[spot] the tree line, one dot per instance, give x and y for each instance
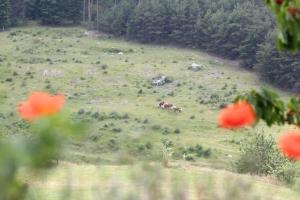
(236, 29)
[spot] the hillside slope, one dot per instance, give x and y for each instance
(108, 85)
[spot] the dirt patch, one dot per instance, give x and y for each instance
(96, 34)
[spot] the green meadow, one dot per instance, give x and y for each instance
(108, 85)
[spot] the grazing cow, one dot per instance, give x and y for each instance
(161, 104)
(179, 110)
(168, 106)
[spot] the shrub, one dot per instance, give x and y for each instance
(259, 155)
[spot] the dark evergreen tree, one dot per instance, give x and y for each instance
(54, 12)
(279, 68)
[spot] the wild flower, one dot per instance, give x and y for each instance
(40, 104)
(237, 115)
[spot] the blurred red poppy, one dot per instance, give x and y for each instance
(237, 115)
(40, 104)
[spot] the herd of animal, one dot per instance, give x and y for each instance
(169, 106)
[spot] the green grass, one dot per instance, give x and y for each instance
(97, 79)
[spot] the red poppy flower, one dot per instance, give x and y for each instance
(40, 104)
(289, 144)
(237, 115)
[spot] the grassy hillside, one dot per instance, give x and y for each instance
(108, 85)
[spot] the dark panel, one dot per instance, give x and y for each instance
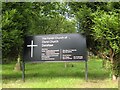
(55, 47)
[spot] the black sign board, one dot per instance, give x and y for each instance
(55, 47)
(58, 47)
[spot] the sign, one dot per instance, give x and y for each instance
(55, 47)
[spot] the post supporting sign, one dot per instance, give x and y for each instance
(54, 48)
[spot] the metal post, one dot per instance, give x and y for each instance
(23, 71)
(86, 71)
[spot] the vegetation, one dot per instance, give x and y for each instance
(55, 75)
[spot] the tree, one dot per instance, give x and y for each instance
(107, 33)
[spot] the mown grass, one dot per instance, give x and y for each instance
(55, 75)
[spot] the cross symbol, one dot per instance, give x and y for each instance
(32, 46)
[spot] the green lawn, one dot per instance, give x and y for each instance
(55, 75)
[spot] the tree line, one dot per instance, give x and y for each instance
(98, 21)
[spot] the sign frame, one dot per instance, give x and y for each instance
(32, 45)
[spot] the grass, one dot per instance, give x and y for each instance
(55, 75)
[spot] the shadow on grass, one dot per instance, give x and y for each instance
(54, 74)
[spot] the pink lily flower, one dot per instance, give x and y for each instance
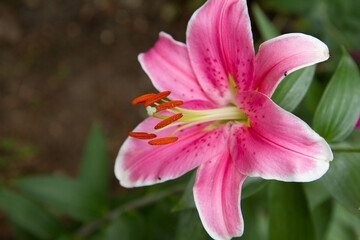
(223, 121)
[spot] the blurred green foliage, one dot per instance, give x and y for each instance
(64, 208)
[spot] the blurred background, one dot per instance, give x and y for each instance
(66, 64)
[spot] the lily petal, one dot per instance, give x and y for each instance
(220, 44)
(140, 164)
(168, 66)
(282, 55)
(217, 195)
(277, 145)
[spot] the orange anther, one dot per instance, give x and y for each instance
(168, 120)
(163, 141)
(156, 98)
(143, 98)
(142, 135)
(168, 105)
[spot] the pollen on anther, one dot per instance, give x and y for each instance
(163, 141)
(168, 120)
(156, 98)
(168, 105)
(142, 98)
(142, 135)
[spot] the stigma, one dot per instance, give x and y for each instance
(180, 118)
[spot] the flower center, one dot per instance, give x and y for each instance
(181, 117)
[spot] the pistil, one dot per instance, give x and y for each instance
(182, 118)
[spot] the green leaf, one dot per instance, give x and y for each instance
(70, 197)
(94, 169)
(321, 218)
(316, 193)
(339, 107)
(343, 180)
(293, 88)
(290, 217)
(26, 215)
(255, 213)
(190, 226)
(266, 28)
(344, 225)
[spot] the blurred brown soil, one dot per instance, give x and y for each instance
(65, 64)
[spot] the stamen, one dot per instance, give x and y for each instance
(168, 105)
(168, 120)
(163, 141)
(142, 135)
(156, 98)
(142, 98)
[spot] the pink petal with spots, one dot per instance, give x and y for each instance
(220, 43)
(277, 145)
(217, 195)
(139, 163)
(168, 66)
(283, 55)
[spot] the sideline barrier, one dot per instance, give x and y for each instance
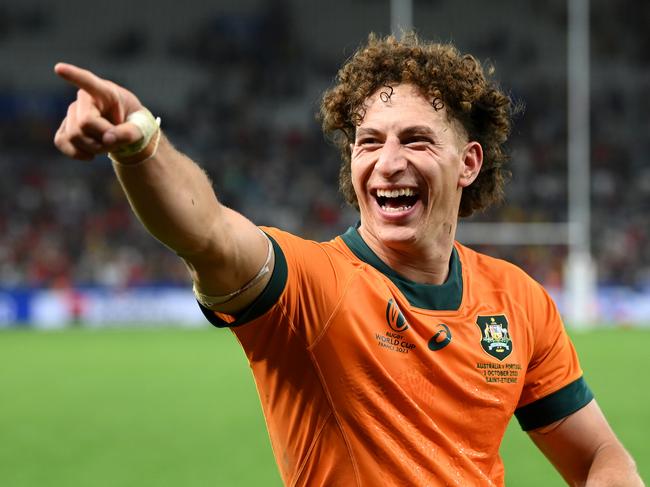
(152, 306)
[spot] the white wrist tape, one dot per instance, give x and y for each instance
(148, 126)
(210, 301)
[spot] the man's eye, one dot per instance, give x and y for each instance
(368, 141)
(418, 141)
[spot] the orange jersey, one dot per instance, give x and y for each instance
(369, 379)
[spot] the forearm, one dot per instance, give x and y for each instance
(173, 198)
(613, 467)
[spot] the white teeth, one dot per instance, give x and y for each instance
(394, 193)
(395, 210)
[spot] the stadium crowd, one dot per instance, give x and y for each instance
(252, 128)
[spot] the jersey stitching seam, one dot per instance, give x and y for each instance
(322, 381)
(328, 321)
(310, 450)
(353, 460)
(333, 412)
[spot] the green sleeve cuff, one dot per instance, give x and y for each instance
(264, 301)
(555, 406)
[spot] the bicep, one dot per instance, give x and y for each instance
(572, 443)
(236, 252)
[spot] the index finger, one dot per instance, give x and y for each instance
(84, 79)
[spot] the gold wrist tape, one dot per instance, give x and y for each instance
(148, 126)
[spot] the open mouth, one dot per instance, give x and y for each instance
(395, 200)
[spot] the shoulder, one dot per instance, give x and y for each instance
(295, 247)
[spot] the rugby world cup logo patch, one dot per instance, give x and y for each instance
(495, 337)
(395, 318)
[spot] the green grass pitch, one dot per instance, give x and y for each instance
(171, 407)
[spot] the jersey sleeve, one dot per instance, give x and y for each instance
(302, 291)
(554, 387)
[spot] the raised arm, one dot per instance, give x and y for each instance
(169, 193)
(586, 452)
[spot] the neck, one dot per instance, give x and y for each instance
(425, 262)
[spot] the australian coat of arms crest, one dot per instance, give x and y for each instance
(495, 337)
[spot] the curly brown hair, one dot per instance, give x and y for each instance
(453, 80)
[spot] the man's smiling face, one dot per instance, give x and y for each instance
(409, 164)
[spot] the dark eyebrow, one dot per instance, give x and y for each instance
(406, 132)
(417, 130)
(361, 132)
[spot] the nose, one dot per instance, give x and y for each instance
(391, 159)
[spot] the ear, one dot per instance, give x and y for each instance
(472, 160)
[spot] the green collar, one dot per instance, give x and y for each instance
(445, 297)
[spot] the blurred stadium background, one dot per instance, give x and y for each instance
(129, 385)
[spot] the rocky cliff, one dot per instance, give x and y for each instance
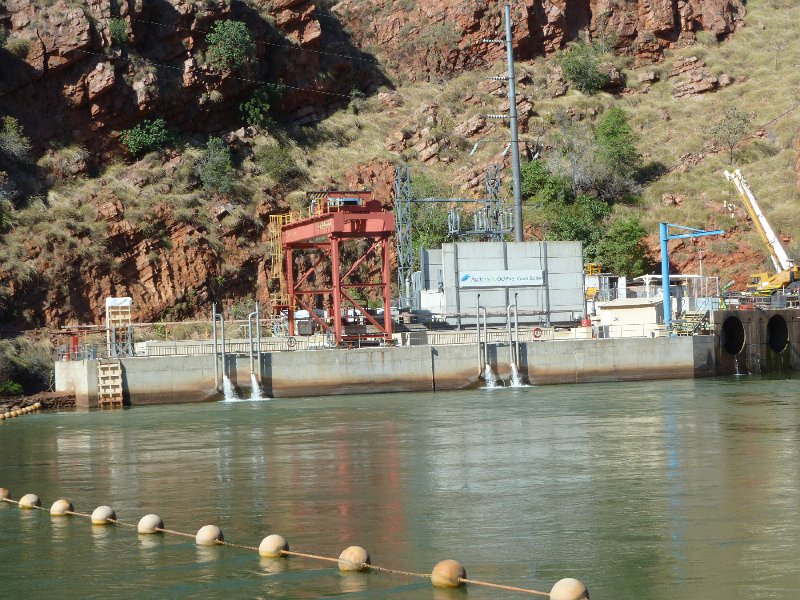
(428, 39)
(68, 79)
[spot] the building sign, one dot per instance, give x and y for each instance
(516, 278)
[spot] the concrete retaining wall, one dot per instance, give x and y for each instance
(161, 380)
(78, 377)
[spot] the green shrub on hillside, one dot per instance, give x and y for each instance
(14, 146)
(147, 136)
(18, 47)
(580, 218)
(29, 363)
(10, 388)
(539, 185)
(731, 128)
(118, 29)
(215, 167)
(581, 66)
(278, 163)
(256, 109)
(563, 215)
(230, 44)
(615, 147)
(623, 251)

::::

Copy out the material above in full and exactly, but with no pictures.

● Reply:
[spot] the tree line, one dot per instance, give x and y for each instance
(236, 29)
[spot] the hillside slope, one dot per instance, give x and y for each instance
(108, 85)
[spot] the dirt patch, one dot per instance, give x and y for each instance
(96, 34)
[spot] the green meadow, one dot per instance, give x and y for each instance
(108, 85)
[spot] the grazing cow, one dot per instance, give x and y for each instance
(161, 104)
(179, 110)
(168, 106)
[spot] the shrub, one dot per instance, give x and y for each instance
(259, 155)
[spot] the dark evergreen tree, one dot per instance, give x and y for each instance
(54, 12)
(279, 68)
[spot] the wild flower, one dot per instance, give x and y for each instance
(40, 104)
(237, 115)
[spot] the blurred red poppy, one dot per instance, give x and y for each instance
(237, 115)
(40, 104)
[spot] the herd of animal, one dot per instance, give x and y for each instance
(169, 106)
[spot] the green grass, one dot per instance, give x and y for each instance
(97, 79)
[spot] the red poppy flower, one dot per instance, give x and y for each instance
(40, 104)
(289, 144)
(237, 115)
[spot] the grassy hillside, one dot per instance, give x and y for each instance
(108, 85)
[spot] the dark panel, one dot per instance, give x and y for each instance
(55, 47)
[spot] the black sign board, one dot per instance, give x and y for each instance
(55, 47)
(58, 47)
[spot] the sign, one dot per instance, give x and y for each instance
(55, 47)
[spot] the post supporting sign, one dot per instance, give x and y for each instance
(54, 48)
[spot] the metal post, one dot per instance, give x and y for each instance
(23, 71)
(86, 71)
[spot] the vegetation, one dot per instance, give x and y for each instance
(55, 75)
[spot] the tree, one dot per instance, give x and y for each instance
(107, 33)
[spot] the mown grass, one dot per instance, give x and y for each instance
(55, 75)
[spot] the cross symbol, one dot per instance, give x and y for each instance
(32, 46)
[spot] the green lawn, one dot per instance, give x and y for each instance
(55, 75)
[spot] the tree line, one dot per instance, give x and y for each instance
(98, 21)
[spot] the sign frame, one dot per instance, give x and y for each instance
(32, 45)
[spot] the grass, one dot per instance, give x and y for each instance
(55, 75)
[spot] the shadow on grass, one dot per instance, give x and y for each instance
(54, 74)
[spot] the pink lily flower, one dot per instance, give x and y for each instance
(223, 121)
[spot] the blurred green foliage, one dot per instance, give x and y for each instance
(64, 208)
[spot] the blurred background, one dot per instance, give x and y for each instance
(66, 64)
[spot] the lily petal, one dot per instance, give x and y for each instance
(220, 44)
(140, 164)
(168, 66)
(282, 55)
(217, 195)
(277, 145)
[spot] the orange anther, one dot per instance, give x and y for each instance
(168, 120)
(163, 141)
(156, 98)
(143, 98)
(142, 135)
(168, 105)
[spot] the pollen on anther, one dot per instance, give x and y for each instance
(163, 141)
(168, 120)
(156, 98)
(168, 105)
(142, 98)
(142, 135)
[spot] the stigma, one dot per instance, give x and y for each instance
(180, 118)
[spot] the flower center, one dot per instance, give x and y for each instance
(181, 117)
[spot] the pistil, one dot per instance, give x and y for each instance
(182, 118)
[spot] the green leaf, one dot per instance, give x and y for each instance
(70, 197)
(94, 169)
(321, 218)
(316, 193)
(339, 107)
(343, 180)
(293, 88)
(290, 217)
(26, 215)
(255, 213)
(190, 226)
(266, 28)
(344, 225)
[spot] the blurred brown soil, one dot per instance, give x and y for each instance
(65, 64)
[spot] the stamen, one dot per instance, give x and y for each instance
(168, 105)
(168, 120)
(163, 141)
(142, 135)
(156, 98)
(142, 98)
[spot] the pink petal with spots, one dot per instance, give x and y for each instance
(220, 43)
(277, 145)
(217, 195)
(139, 163)
(168, 66)
(283, 55)
[spot] the sideline barrier, one dot per instance, give x and y for each instance
(152, 306)
[spot] the white wrist tape, one dot per instance, give x and y for each instance
(148, 126)
(210, 301)
[spot] the man's eye, one dot per instance, give x and y for each instance
(368, 141)
(418, 141)
[spot] the orange jersey, one dot per instance, give x and y for each instance
(369, 379)
[spot] the forearm, one dot per instance, give x and y for each instance
(173, 198)
(613, 467)
[spot] the white teeth, one dot per instance, give x and y for each instance
(394, 193)
(395, 210)
[spot] the stadium crowd, one dot per instance, give x and y for each instance
(252, 128)
[spot] the jersey stitching seam, one dot per instance, give x and y for each instance
(322, 381)
(328, 321)
(310, 450)
(353, 460)
(333, 412)
[spot] the green sleeve cuff, one dot per instance, give x and y for each instance
(264, 301)
(555, 406)
[spot] the bicep, one dot per instance, give x and y for each instance
(572, 443)
(236, 252)
[spot] the index finger, one dot per instance, give x and y for each instance
(84, 79)
[spot] the gold wrist tape, one dot per instance, give x and y for each instance
(148, 126)
[spot] the open mouth, one dot per instance, give x and y for each instance
(395, 200)
[spot] the shoulder, one dot per instance, give x and y for each instance
(295, 247)
[spot] the rugby world cup logo patch, one dot per instance, give x and y for each instance
(495, 337)
(395, 318)
[spot] the green grass pitch, one dot per instance, give x and y for each instance
(171, 407)
[spot] the jersey sleeve, one dot per instance, give x and y for each instance
(302, 291)
(554, 387)
[spot] the raised arm, one dot per instance, give x and y for each instance
(169, 193)
(586, 452)
[spot] the neck, one dot per instance, give x and y for each instance
(425, 262)
[spot] the australian coat of arms crest, one dot per instance, give x and y for each instance
(495, 337)
[spot] the curly brown hair, one dot per instance, give x and y for each instance
(453, 80)
[spot] the man's smiling face, one dot per instance, give x and y for each instance
(409, 164)
[spot] the dark eyebrow, one dot per instance, give x and y for each instance
(406, 132)
(417, 130)
(361, 132)
[spot] the nose, one dot per instance, give x and y for each instance
(391, 159)
[spot] the ear, one dot per instance, give x and y for each instance
(472, 160)
[spot] the green collar, one dot per instance, give x and y for each instance
(445, 297)
[spot] the blurred stadium background, one dot per instance, give x and y for each instance
(129, 385)
[spot] the rocky cliff, one dot per instance, give x and y for each instance
(428, 39)
(68, 79)
[spot] the building sign, one dot per instance, give x and y for each instance
(516, 278)
[spot] the concrete retaining wall, one dot per instance, give x and y for each instance
(161, 380)
(78, 377)
[spot] the green shrub on hillside, one dot per instance, give x and y for each instance
(14, 146)
(147, 136)
(18, 47)
(580, 218)
(29, 363)
(10, 388)
(539, 185)
(731, 128)
(118, 29)
(215, 167)
(581, 66)
(278, 163)
(256, 109)
(563, 215)
(230, 44)
(615, 147)
(623, 251)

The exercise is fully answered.